▶ SET TASK: Please format the lines below as a Markdown table with the columns "Row" and "Line," starting with the line that contains "Expected: one point per instance of the farm" and going on through the line that contains "(1039, 262)", with blank lines and pictures left out.

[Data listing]

──────

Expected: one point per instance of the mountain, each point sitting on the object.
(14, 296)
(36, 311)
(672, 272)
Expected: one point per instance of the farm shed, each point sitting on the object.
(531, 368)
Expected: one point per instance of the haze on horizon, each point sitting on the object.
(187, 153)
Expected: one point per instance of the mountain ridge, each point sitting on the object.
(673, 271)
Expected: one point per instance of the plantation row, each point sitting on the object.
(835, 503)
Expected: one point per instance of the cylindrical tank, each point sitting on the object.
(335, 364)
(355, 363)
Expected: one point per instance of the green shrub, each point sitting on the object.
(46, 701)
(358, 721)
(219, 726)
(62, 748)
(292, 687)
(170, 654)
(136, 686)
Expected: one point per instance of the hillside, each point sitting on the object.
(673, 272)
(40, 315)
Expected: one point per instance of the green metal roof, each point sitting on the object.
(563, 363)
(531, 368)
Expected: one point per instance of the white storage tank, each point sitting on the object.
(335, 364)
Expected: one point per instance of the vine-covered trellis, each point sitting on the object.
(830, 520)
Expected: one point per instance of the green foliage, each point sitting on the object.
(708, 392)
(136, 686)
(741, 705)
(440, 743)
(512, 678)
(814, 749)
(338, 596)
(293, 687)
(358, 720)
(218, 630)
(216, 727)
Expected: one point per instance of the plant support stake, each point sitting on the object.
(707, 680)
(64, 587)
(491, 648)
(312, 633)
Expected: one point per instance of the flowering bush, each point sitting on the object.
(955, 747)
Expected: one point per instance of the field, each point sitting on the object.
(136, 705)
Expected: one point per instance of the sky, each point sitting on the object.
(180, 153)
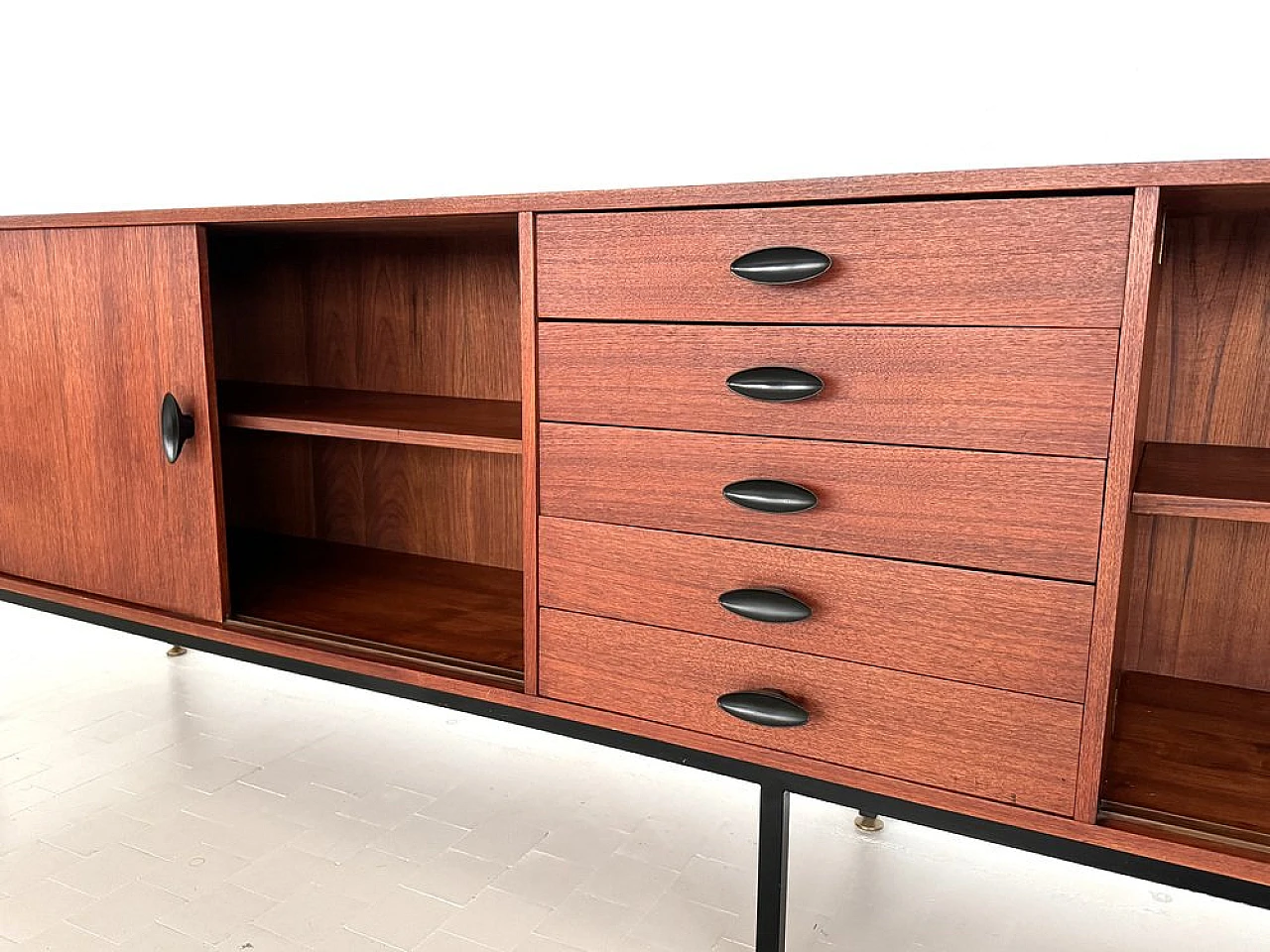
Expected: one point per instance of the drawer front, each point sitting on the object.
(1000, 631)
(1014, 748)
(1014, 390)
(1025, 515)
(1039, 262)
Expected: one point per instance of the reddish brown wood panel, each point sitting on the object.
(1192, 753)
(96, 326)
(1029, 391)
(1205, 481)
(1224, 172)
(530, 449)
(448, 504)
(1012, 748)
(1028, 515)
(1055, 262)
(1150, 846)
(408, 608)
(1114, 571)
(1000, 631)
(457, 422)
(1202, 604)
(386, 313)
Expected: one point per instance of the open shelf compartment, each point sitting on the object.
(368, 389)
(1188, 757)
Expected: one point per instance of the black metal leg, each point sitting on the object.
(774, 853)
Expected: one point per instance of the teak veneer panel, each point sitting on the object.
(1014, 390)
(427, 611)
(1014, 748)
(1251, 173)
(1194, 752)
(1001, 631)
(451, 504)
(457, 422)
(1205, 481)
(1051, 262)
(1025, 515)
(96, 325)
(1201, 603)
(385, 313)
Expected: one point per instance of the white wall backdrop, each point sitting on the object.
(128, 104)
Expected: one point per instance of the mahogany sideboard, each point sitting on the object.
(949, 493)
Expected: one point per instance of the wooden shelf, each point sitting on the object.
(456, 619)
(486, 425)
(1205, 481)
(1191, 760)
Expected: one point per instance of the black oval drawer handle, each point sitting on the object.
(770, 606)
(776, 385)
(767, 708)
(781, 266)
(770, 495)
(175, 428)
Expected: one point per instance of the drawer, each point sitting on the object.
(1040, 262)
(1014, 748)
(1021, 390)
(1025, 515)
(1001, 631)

──────

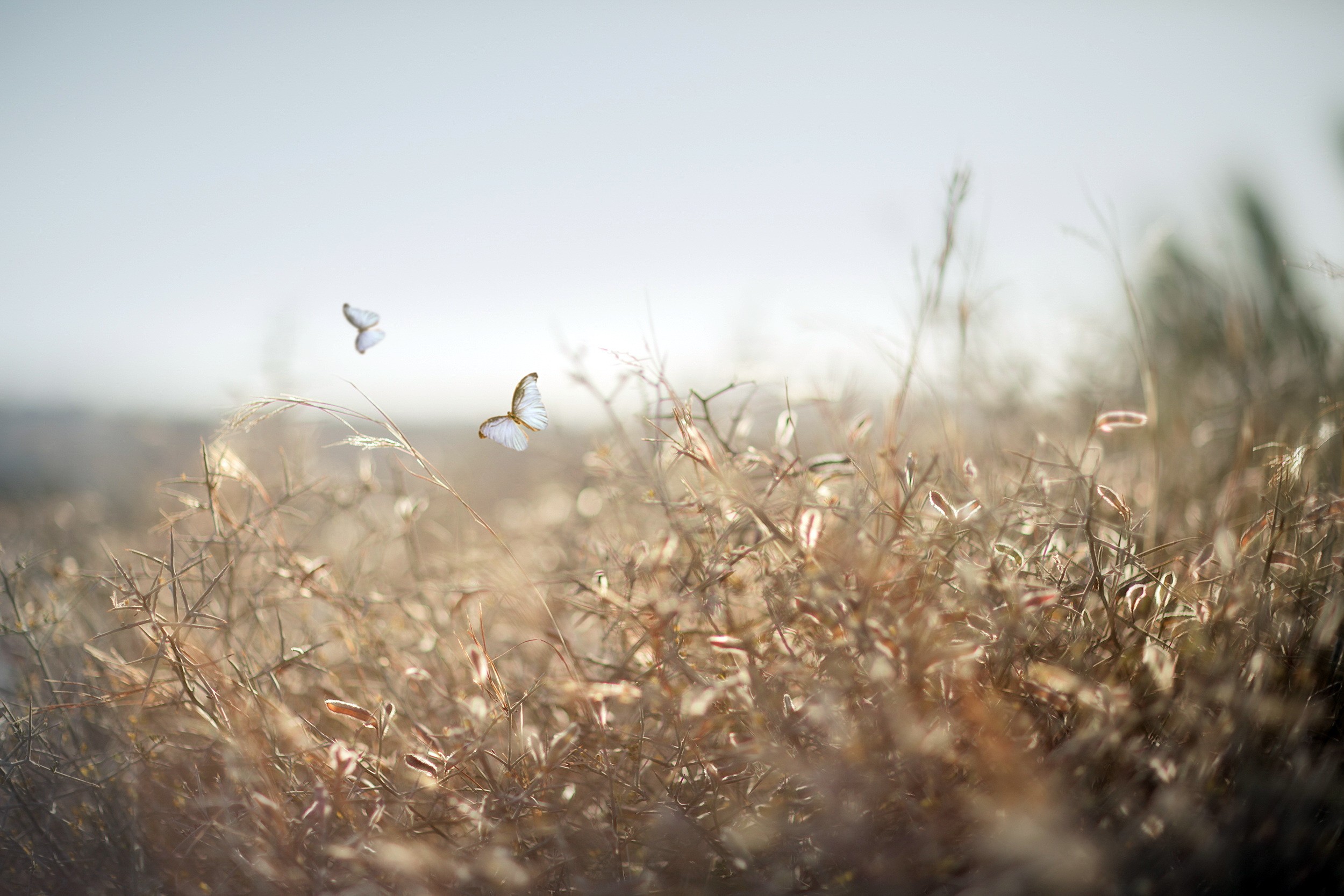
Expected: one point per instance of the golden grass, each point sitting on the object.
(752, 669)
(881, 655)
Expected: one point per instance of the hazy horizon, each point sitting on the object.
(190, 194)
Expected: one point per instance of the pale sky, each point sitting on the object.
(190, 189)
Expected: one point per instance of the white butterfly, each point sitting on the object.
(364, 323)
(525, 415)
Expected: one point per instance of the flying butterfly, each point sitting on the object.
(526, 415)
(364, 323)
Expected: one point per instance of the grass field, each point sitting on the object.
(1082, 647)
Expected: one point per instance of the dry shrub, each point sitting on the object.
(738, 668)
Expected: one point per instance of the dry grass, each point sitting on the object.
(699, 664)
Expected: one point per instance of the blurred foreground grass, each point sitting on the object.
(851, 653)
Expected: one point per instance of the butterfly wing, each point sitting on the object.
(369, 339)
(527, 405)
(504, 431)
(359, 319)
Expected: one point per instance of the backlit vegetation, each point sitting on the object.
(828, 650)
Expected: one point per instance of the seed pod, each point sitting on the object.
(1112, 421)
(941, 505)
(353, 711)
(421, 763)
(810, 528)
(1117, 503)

──────

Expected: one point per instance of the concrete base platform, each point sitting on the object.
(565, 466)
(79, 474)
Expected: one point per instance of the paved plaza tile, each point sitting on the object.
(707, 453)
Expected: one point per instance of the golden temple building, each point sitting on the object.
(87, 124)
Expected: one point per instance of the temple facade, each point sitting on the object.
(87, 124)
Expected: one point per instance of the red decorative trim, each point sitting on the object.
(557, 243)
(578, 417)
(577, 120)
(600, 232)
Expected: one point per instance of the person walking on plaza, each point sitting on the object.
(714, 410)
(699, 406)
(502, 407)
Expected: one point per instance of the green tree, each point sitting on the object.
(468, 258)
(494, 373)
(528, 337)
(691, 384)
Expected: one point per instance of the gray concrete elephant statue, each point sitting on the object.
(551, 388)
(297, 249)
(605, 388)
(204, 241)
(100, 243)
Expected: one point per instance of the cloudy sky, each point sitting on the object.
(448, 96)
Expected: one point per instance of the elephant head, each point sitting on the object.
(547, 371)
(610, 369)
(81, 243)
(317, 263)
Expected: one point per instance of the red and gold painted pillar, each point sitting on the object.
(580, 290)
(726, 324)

──────

▶ EXERCISE RESPONSE:
| Row | Line |
|---|---|
| 1 | Expected: one point per instance of the farm shed, each point sitting on the object. |
| 2 | (531, 368) |
| 3 | Expected: one point per instance of the haze on horizon, each point sitting on the object. |
| 4 | (187, 153) |
| 5 | Expected: one point per instance of the mountain ridge, each point sitting on the object. |
| 6 | (673, 271) |
| 7 | Expected: one point per instance of the plantation row, each point sitting on the object. |
| 8 | (835, 503) |
| 9 | Expected: one point per instance of the cylindrical tank, each point sitting on the object. |
| 10 | (335, 364) |
| 11 | (355, 363) |
| 12 | Expected: one point per instance of the green shrub, each point sitting on the object. |
| 13 | (46, 701) |
| 14 | (358, 721) |
| 15 | (219, 726) |
| 16 | (62, 748) |
| 17 | (292, 687) |
| 18 | (170, 654) |
| 19 | (136, 686) |
| 20 | Expected: one point per instance of the hillside, each point sitting on the object. |
| 21 | (673, 272) |
| 22 | (40, 315) |
| 23 | Expected: one point per instance of the green metal roof, each point sitting on the object. |
| 24 | (563, 363) |
| 25 | (531, 368) |
| 26 | Expected: one point per instance of the white storage tank, each point sitting on the object. |
| 27 | (335, 364) |
| 28 | Expected: one point per instance of the vine-covered trellis, each point sitting on the object. |
| 29 | (830, 520) |
| 30 | Expected: one point per instance of the green foliage, each point sitting on the object. |
| 31 | (708, 392) |
| 32 | (136, 686) |
| 33 | (741, 705) |
| 34 | (440, 743) |
| 35 | (512, 678) |
| 36 | (814, 749) |
| 37 | (338, 596) |
| 38 | (293, 687) |
| 39 | (358, 720) |
| 40 | (218, 630) |
| 41 | (216, 727) |
| 42 | Expected: one point per instance of the plant support stake, each point sitting on the object. |
| 43 | (707, 680) |
| 44 | (64, 587) |
| 45 | (491, 648) |
| 46 | (312, 633) |
| 47 | Expected: one point per instance of the flowering bush, each point sitting on the object. |
| 48 | (955, 747) |
| 49 | Expected: one point per instance of the field, each point sitting on the object. |
| 50 | (136, 705) |
| 51 | Expected: one point per instance of the sky, each point sitting on the object. |
| 52 | (180, 153) |
| 53 | Expected: one point per instance of the drawer front, each point sitting on the object. |
| 54 | (1000, 631) |
| 55 | (1014, 748) |
| 56 | (1014, 390) |
| 57 | (1025, 515) |
| 58 | (1039, 262) |